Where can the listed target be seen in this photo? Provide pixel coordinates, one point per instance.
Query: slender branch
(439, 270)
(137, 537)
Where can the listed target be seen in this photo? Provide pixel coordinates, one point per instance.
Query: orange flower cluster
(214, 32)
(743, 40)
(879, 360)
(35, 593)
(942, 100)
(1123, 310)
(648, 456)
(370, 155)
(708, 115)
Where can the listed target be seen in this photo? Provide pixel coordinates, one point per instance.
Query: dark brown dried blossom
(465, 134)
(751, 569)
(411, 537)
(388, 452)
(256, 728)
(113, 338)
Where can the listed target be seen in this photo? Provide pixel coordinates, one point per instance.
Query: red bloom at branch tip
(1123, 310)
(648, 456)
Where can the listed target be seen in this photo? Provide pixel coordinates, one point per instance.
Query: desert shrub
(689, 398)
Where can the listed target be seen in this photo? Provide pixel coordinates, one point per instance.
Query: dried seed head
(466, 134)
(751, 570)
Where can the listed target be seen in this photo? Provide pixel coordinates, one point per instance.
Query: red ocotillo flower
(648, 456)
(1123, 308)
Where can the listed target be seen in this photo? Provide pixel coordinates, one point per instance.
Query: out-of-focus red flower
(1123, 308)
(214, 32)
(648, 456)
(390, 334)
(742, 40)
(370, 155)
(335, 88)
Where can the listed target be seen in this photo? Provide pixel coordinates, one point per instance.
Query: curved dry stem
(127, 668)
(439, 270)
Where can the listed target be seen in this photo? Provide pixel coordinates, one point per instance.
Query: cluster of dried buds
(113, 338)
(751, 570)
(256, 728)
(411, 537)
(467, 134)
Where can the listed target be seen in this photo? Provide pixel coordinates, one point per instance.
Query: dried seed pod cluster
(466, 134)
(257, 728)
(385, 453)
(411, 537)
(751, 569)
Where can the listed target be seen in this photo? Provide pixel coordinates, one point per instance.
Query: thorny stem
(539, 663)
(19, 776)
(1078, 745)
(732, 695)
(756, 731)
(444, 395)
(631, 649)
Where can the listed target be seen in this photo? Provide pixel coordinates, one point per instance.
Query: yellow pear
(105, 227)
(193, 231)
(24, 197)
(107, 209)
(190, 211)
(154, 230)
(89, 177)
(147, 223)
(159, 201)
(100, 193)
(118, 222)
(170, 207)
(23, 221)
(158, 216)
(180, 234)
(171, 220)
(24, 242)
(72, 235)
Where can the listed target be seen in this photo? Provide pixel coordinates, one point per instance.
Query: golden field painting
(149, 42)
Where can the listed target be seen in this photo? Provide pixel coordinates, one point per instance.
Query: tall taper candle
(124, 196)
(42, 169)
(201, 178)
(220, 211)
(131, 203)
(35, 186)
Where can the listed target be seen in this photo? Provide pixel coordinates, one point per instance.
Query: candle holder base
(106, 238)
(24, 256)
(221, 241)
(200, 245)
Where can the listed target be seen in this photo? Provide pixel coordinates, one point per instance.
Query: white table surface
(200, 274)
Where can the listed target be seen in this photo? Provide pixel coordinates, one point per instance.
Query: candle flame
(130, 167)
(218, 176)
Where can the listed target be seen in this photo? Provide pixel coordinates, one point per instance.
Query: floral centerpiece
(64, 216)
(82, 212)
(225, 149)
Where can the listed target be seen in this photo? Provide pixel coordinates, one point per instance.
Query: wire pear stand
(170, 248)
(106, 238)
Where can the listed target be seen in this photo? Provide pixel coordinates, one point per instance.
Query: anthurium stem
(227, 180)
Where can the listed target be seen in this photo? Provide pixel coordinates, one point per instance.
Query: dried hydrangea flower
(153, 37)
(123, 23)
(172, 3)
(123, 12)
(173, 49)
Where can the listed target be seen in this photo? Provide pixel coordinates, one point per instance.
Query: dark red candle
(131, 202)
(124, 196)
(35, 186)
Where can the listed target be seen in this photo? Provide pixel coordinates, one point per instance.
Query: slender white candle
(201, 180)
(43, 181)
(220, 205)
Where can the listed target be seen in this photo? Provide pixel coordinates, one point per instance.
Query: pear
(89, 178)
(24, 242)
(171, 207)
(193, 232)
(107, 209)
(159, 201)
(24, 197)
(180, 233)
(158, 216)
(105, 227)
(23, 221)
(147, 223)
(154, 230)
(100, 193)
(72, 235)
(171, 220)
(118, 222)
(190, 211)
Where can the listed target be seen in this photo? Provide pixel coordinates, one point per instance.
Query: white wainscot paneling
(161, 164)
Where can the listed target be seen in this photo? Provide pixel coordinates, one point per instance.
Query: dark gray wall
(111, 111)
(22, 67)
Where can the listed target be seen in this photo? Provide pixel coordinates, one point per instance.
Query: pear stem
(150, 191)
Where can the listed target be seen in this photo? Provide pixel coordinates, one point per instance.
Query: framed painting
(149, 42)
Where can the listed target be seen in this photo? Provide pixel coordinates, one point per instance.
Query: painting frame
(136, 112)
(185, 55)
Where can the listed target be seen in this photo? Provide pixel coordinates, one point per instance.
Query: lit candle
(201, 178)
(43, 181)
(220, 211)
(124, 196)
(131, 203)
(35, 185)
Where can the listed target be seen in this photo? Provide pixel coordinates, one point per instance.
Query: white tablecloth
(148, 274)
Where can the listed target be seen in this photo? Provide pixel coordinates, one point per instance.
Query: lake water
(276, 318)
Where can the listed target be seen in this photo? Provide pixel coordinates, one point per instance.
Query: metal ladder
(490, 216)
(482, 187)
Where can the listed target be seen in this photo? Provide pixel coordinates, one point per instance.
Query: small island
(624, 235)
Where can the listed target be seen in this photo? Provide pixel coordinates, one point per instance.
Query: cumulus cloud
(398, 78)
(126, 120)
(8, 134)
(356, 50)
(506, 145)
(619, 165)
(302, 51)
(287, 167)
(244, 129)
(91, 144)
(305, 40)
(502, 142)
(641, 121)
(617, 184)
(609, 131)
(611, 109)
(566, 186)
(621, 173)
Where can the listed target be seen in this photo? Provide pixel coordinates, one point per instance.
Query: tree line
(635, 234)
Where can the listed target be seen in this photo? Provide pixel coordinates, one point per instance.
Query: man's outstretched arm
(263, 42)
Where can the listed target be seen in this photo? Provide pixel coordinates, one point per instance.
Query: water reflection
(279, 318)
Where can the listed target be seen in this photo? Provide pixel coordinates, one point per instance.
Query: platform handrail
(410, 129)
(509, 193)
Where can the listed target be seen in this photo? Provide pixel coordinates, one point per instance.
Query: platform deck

> _Directions_:
Output every record exactly as written, with nothing dropped.

> _Output_:
Where can the listed target be seen in this photo? Provide pixel coordinates, one point per instance.
Query: slender branch
(439, 270)
(137, 537)
Where can the listed target be seen in this photo? Provide pixel coordinates, one point per instance.
Query: orange flower cluster
(214, 32)
(743, 40)
(879, 360)
(35, 593)
(942, 100)
(1123, 310)
(648, 456)
(370, 155)
(708, 115)
Where can the listed target be seen in this photo? Provide pixel coordinates, one point per instance.
Query: dark brown dried blossom
(465, 134)
(751, 569)
(411, 537)
(388, 452)
(256, 728)
(113, 338)
Where can the listed target be seen in this photo? Provide pixel coordinates, one point per instance.
Query: red bloom at branch tip
(1123, 310)
(648, 456)
Where can the listed target be seen in this photo? Provide pixel coordinates, one point per instance.
Query: desert shrub
(689, 398)
Where can the listed target be seen in this photo? Provide pixel coordinates, one point per instance.
Query: dried seed head
(466, 134)
(751, 570)
Where can the listed target be seen in this photo? Provide pixel coordinates, one point per instance.
Query: red ocotillo flower
(648, 456)
(1123, 308)
Where can the listed target be seen in this photo? Provide pixel coordinates, one point per instance.
Query: out-of-focus red flower
(1123, 308)
(214, 32)
(648, 456)
(390, 334)
(742, 40)
(370, 155)
(335, 88)
Where can the listed target be seen in this photo? Provide pixel coordinates, one point per instance.
Query: curved dry stem
(127, 668)
(439, 270)
Where can the listed target be seen in this photo? Provide pixel coordinates, one point per instance.
Query: cluster of dried buds
(113, 338)
(751, 570)
(256, 728)
(411, 537)
(467, 134)
Where can the listed target be seen in this photo? Provide pixel coordinates, one point per instance.
Query: dried seed pod cluster
(466, 134)
(257, 728)
(385, 453)
(411, 537)
(751, 569)
Where can the listed target be seen in this photo? Provide pixel coordinates, one point per instance.
Query: thorny stem
(539, 663)
(19, 776)
(1078, 745)
(732, 695)
(756, 731)
(444, 395)
(631, 649)
Where can the listed target be seen in this photo? Provide pixel coordinates, one point per instance.
Query: yellow pear
(105, 227)
(193, 231)
(24, 197)
(107, 209)
(190, 211)
(154, 230)
(89, 177)
(147, 223)
(159, 201)
(100, 193)
(118, 222)
(170, 207)
(23, 221)
(158, 216)
(180, 234)
(171, 220)
(24, 242)
(72, 235)
Where can the listed target be seen in this photo? Provide pixel coordinates, one point per instance.
Query: golden field painting
(149, 42)
Where can the listed target be seen in this photo? Provide pixel coordinates, one point per instance.
Query: tall taper candle
(124, 196)
(42, 169)
(201, 178)
(220, 211)
(131, 203)
(35, 186)
Where can the listed target be seen in this photo? Provide pixel coordinates, one point per instance.
Query: candle holder base
(106, 238)
(24, 256)
(221, 241)
(200, 245)
Where can the listed target be seen in this photo? Provide pixel coordinates, one point per instance.
Query: white table surface
(200, 274)
Where can the listed target be seen in this photo? Provide pixel coordinates, one point per instance.
Query: candle flame
(130, 167)
(218, 176)
Where can the listed target be seen in this photo? Provide pixel coordinates, one point per instance.
Query: floral centerpiece
(64, 216)
(82, 212)
(225, 149)
Where can the listed target be seen in this photo? Provide pixel coordinates, one point per instance.
Query: wire pear stand
(170, 248)
(106, 238)
Where can the listed target be seen in this photo? Provide pixel coordinates, one point per instance.
Query: anthurium stem
(227, 180)
Where can the listed target be seen in this photo? Provide pixel coordinates, one point per instance.
Query: dried hydrangea flower
(153, 37)
(123, 23)
(172, 3)
(123, 12)
(173, 49)
Where can the listed target be seen in this photo? Provide pixel coordinates, one point per instance.
Query: dark red candle
(131, 202)
(124, 196)
(35, 186)
Where can the listed target be seen in this photo? Provide pixel coordinates, one point per instance.
Query: slender white candle
(201, 180)
(43, 181)
(220, 205)
Where can the listed target be seen in this photo? Provide pixel coordinates, one point per instance.
Query: pear
(89, 178)
(24, 242)
(171, 207)
(193, 232)
(107, 209)
(159, 201)
(24, 197)
(180, 233)
(158, 216)
(105, 227)
(23, 221)
(147, 223)
(154, 230)
(100, 193)
(72, 235)
(171, 220)
(118, 222)
(190, 211)
Where can the listed target be seen in this photo? Provide pixel coordinates, one point per instance.
Query: white wainscot paneling
(161, 164)
Where can the listed target be seen in this photo? Provide pixel coordinates, one point per instance.
Query: dark gray wall
(111, 111)
(22, 67)
Where can the listed target be seen in this photo? Provide pixel coordinates, one point per instance.
Query: pear stem
(150, 191)
Where can the listed target be seen in this photo? Provide pixel coordinates, one point per instance.
Query: framed painting
(149, 42)
Where can the listed target be seen in this photo? Provide pixel coordinates, one point per instance.
Query: painting frame
(136, 112)
(185, 55)
Where can the listed target be seen in this photo? Provide pixel coordinates, one point per instance.
Query: lit candle
(201, 178)
(43, 181)
(220, 211)
(124, 196)
(131, 203)
(35, 185)
Where can the listed target be seen in this photo? Provide pixel coordinates, one point per instance.
Query: white tablecloth
(148, 274)
Where can the listed target be seen in this photo? Provide pixel coordinates, one point per instance.
Query: lake water
(276, 318)
Where can the listed target be seen in this photo? Provide pixel coordinates, one point per instance.
Query: metal ladder
(490, 216)
(482, 187)
Where can the listed target be seen in this photo? Provide pixel coordinates, one point per instance.
Query: small island
(624, 235)
Where can the listed target be seen in this photo? Provide pixel coordinates, one point per instance.
Query: cumulus cloud
(398, 78)
(126, 120)
(8, 134)
(356, 50)
(506, 145)
(619, 165)
(302, 51)
(287, 167)
(244, 129)
(91, 144)
(305, 40)
(502, 142)
(641, 121)
(617, 184)
(609, 131)
(611, 109)
(566, 186)
(621, 173)
Where can the listed target be seen in this photo? Provide pixel coordinates, one point per instance.
Query: tree line
(635, 234)
Where can the listed target be seen in this photo? Provide pixel coordinates, one point per instance.
Query: man's outstretched arm
(263, 42)
Where can the listed target be seen in this photo? Provide pixel coordinates, one point per instance.
Query: water reflection
(279, 318)
Where can the listed target be seen in this photo? Provide pixel coordinates, one point per instance.
Query: platform handrail
(410, 129)
(509, 193)
Where can the listed target be seen in this photo? Provide pixel coordinates, one point per instance.
Query: platform deck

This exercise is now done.